**Goal**. Reproduce the material word for word; the images stay out.

Items from a dataset
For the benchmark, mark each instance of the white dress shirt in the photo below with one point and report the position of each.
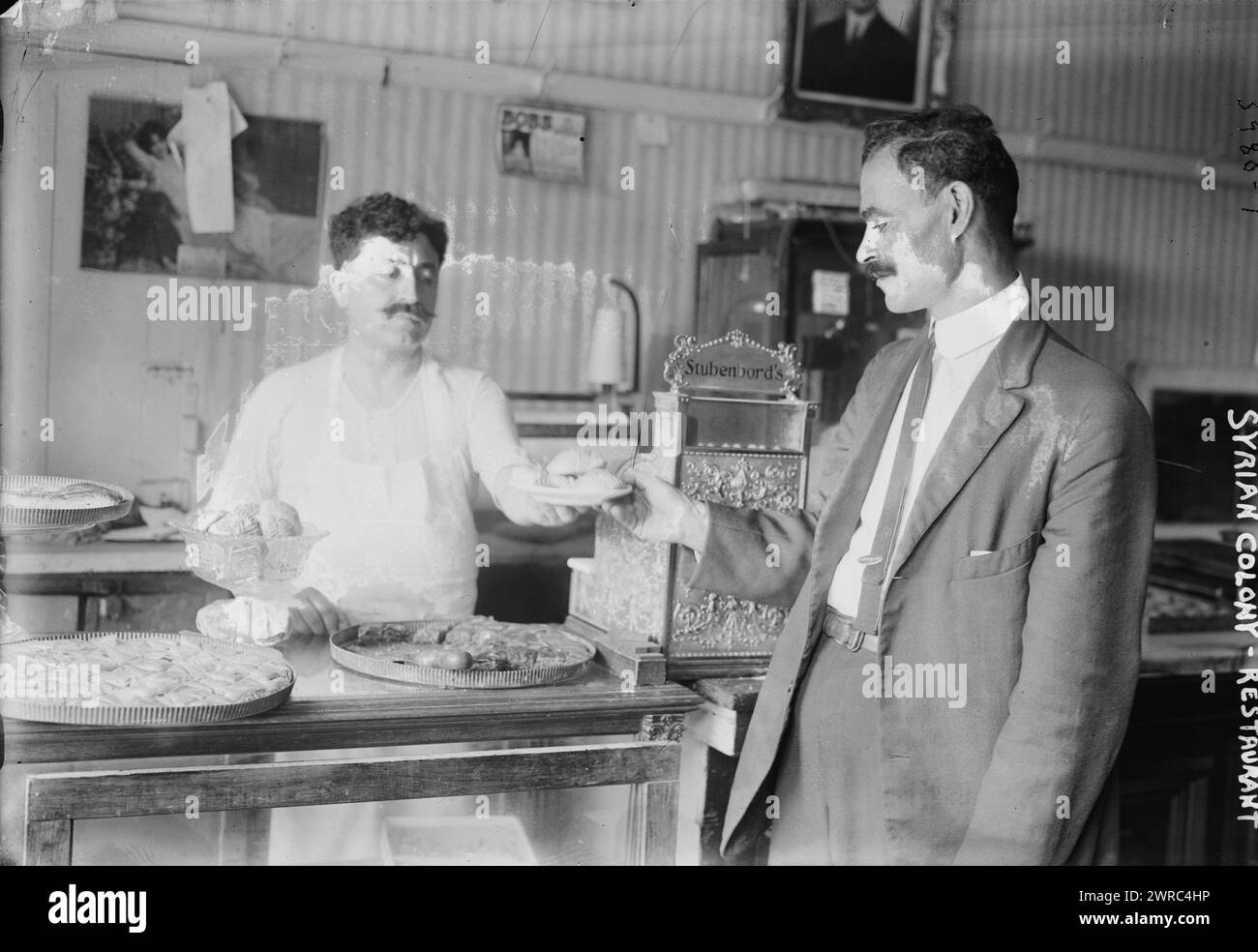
(858, 24)
(963, 343)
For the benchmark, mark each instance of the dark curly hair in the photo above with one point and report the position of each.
(385, 215)
(954, 143)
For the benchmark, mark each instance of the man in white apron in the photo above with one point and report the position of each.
(382, 445)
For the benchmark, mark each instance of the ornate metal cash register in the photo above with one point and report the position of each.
(730, 429)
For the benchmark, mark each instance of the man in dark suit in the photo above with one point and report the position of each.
(956, 671)
(859, 54)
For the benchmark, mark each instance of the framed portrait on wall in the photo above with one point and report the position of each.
(136, 201)
(852, 61)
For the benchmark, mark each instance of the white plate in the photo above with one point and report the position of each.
(569, 495)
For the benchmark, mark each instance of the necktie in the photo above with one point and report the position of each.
(877, 562)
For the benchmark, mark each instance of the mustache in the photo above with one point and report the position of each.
(410, 310)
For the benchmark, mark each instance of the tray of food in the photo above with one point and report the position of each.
(138, 678)
(252, 544)
(30, 503)
(587, 490)
(468, 653)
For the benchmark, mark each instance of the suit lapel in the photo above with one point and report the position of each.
(839, 519)
(985, 413)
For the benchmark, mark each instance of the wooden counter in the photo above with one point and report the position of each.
(557, 722)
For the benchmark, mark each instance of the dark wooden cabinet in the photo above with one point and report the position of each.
(1178, 774)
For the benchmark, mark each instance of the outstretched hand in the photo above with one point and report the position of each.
(659, 512)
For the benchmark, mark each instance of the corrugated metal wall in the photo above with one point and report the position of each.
(1153, 75)
(1181, 258)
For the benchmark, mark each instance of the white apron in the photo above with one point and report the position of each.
(402, 548)
(403, 541)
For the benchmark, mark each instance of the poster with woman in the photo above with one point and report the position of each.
(136, 213)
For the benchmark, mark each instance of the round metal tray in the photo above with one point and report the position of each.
(139, 716)
(20, 519)
(441, 678)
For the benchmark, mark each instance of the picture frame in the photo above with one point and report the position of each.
(541, 142)
(135, 215)
(854, 61)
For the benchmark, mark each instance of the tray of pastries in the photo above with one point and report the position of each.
(468, 653)
(30, 503)
(138, 678)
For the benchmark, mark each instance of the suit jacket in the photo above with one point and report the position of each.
(1047, 468)
(882, 64)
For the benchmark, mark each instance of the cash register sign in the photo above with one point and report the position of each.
(734, 364)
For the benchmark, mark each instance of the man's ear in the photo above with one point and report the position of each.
(961, 208)
(338, 283)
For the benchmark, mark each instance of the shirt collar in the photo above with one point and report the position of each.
(969, 330)
(859, 23)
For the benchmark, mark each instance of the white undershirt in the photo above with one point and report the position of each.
(963, 343)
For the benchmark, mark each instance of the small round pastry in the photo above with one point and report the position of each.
(574, 461)
(599, 479)
(242, 521)
(558, 481)
(278, 520)
(205, 519)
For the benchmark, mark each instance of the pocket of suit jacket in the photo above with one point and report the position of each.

**Complete output**.
For the benchmark, mark each instance of the white dress shirt in the photo below with one point and report the position of each.
(858, 24)
(963, 343)
For the benchmark, mark each instance of the dark curly hair in the photo above with one point and report the position of each.
(385, 215)
(954, 143)
For the benchmark, mark each instance of the man in white apron in the photo above with one point and report the position of each.
(382, 445)
For the benchmark, mark each instance of the ornate metal cash register in the photo above with one point and report the position of each.
(730, 429)
For the benchmark, mark each instance of the man in dark suit in the photo above with one point and report the position of each.
(956, 671)
(859, 54)
For the benchmark, mark each instance of the framed portrait on wall in the photo above with one point and report the position of each.
(136, 201)
(852, 61)
For the benchmark, mark each instance of the white plate in the photo above with one point and report the position of each.
(569, 495)
For the benchmark, mark each instance of the necktie in the photo above with one point and report the position of each.
(877, 562)
For the benchmark, mark each instance of the mustache in the photo above with one point and report the position of each.
(410, 310)
For the benchmark, mark each instance of the tray of food in the photo above with one point and report the position of each.
(138, 678)
(252, 544)
(30, 503)
(587, 490)
(468, 653)
For the benchmark, mark each instance of the suit lapel in the photo above with one point and report the position of each.
(839, 519)
(985, 413)
For the benchmark, mark each instance of the wooden counter in the photo above with one point and report the position of each.
(557, 722)
For the benchmark, mark each instance of the dark wooden cabinet in the photo above with one point and report the position of each.
(1178, 774)
For the benchmark, mark each instance of the outstretched hand in the photo above with one point and report the position of each.
(659, 512)
For the benchmark, mark each instance of the corrugated metal wall in the photo above with one point and report the position of each.
(1153, 75)
(1181, 258)
For the benchmark, mark each instance of the white apron in the photo above with one point and report the position of each.
(402, 548)
(403, 541)
For the benchmark, mark each instance of the poster with woman in the photo above with one point and report the position of each.
(136, 213)
For the benchmark, mark each instance of the round metal tray in the photo above with one point and report the position of each.
(139, 716)
(20, 519)
(441, 678)
For the benchmark, mark each instance of the picture frame in the photo above with one point and report the position of each.
(541, 142)
(135, 215)
(854, 61)
For the benchmark, mark each instance of the tray of pastries in the photo above with one point and report the position of each.
(468, 653)
(30, 503)
(138, 678)
For the benchmark, mark each instance of the suit jacket in the photo above with one point and report the position of each.
(1047, 468)
(882, 64)
For the benchmark, mark each instance of the cash register sign in the photo above with one point and report the position of each.
(734, 364)
For the benchmark, mark each instance of the man's ear in the photo above with one point and report the position of each.
(961, 208)
(338, 283)
For the benchmark, mark each instance of the shirt collar in the photo above with one point and report the position of each.
(969, 330)
(859, 23)
For the benchmark, mark each instance of the white undershirt in the photo above with one point and report the position of each.
(963, 343)
For the benchmark, mark each instance of the small round pastry in the photo above with one point and report the position of each.
(574, 461)
(599, 479)
(242, 521)
(558, 481)
(278, 520)
(205, 519)
For the benchmark, mark each instance of the pocket of suit jacket in the photo above with one point and report the position of each.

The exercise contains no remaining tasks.